* **To do**: Switch every "instance" in the rows below to "object" and change nothing else. Leave the pictures out of your answer.

[Entries from a pointing dataset]
────────────────────────────────────────
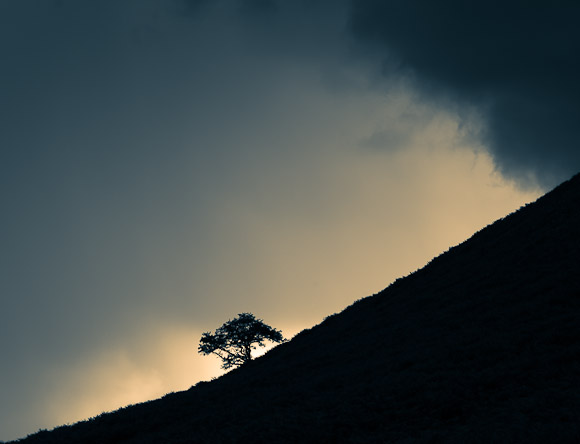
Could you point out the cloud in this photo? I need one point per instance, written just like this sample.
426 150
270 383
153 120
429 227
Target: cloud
516 61
167 169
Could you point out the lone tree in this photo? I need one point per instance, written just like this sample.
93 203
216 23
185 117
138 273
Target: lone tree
234 341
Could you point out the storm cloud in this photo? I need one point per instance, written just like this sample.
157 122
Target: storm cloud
────────────────────────────────────────
* **Response to this task**:
Could you point out the cloud in this photo? I need one point per object, written just like this sample.
426 150
270 383
153 120
429 227
Target: cloud
516 61
167 169
Could you point out the lone tree in this photo? I need one point per object, written just like this sample.
93 203
216 23
185 117
138 273
Target: lone tree
234 341
Could you point out the storm cloud in this photo? I need one point per object, written just like this sample.
157 122
Target: storm cloud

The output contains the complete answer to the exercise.